Begin PASSAGE TO READ

Part 1: Debt Capital Flashcards
Debt Capacity
The amount of debt a firm is able to borrow
Risk of debt
The problem of balancing the amount and timing of cash inflows and outflows (the risk of being out of cash)
Why does firms borrow to different extents according to Myers (1977?)
- Tax advantage
- Financial distress
- Personal taxation
- Imperfect capital markets
- Incomplete capital markets
- Credit rationing
- Managerial incentives
- Signalling for risk and profitability
(Explains why firms set target debt ratios in terms of book value rather than market value)
(Explains why firms tend to match maturities of assets and debt obligations)
Theoretical propositions of Myers (1977)
- Firms with risky debt will, in some states, pass up valuable investment opportunities
- By issuing risky debt, the market value of the firms should decrease because of the suboptimal strategy
(However, if there is a tax advantage, there is a trade-off between the PV of tax shields and the cost of a suboptimal strategy)
What does Myers (1977) mean with real options?
The equity of a firm is a call option on the underlying value of the firm
Growth opportunities can thus be seen as a call option on a real asset = real options
What are the takeaways from Myers (1977)?
- Firms with valuable growth opportunities would never issue risky debt
(credit rationing can occur even in perfect capital markets) - Debt might change the actions of the firm in some circumstances
(it might lead to situations ex-post in which management can serve shareholders’ interest only by making sub-optimal decisions. Ex-ante this reduces the value of the firm and thus the shareholders’ wealth)
Credit rationing
An offer by the firm to pay a higher interest rate, given that the point they cannot borrow more has been reached, reduces the credit available
What did Myers (1984) discuss?
- Static trade-off theory (target debt-to-value ratio)
- Old pecking order framework (internal vs external; debt vs equity)

End PASSAGE TO READ
Begin DATA SHOWN

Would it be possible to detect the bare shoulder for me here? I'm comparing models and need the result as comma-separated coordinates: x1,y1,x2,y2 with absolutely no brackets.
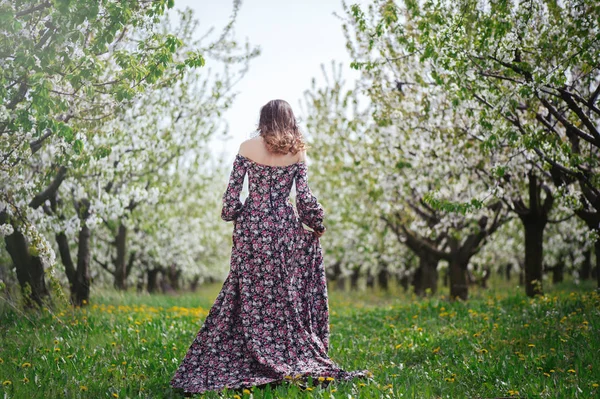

End DATA SHOWN

> [TASKS TO COMPLETE]:
**1.** According to the debt capital flashcards, how does Myers (1977) describe the equity of a firm?
**2.** Output the section of the debt capital flashcards that begins at the words "(Explains why firms tend" and stops after the words "with real options?".

> [EXERCISE RESULTS]:
**1.** It is a call option on the underlying value of the firm.

**2.**
(Explains why firms tend to match maturities of assets and debt obligations)
Theoretical propositions of Myers (1977)
- Firms with risky debt will, in some states, pass up valuable investment opportunities
- By issuing risky debt, the market value of the firms should decrease because of the suboptimal strategy
(However, if there is a tax advantage, there is a trade-off between the PV of tax shields and the cost of a suboptimal strategy)
What does Myers (1977) mean with real options?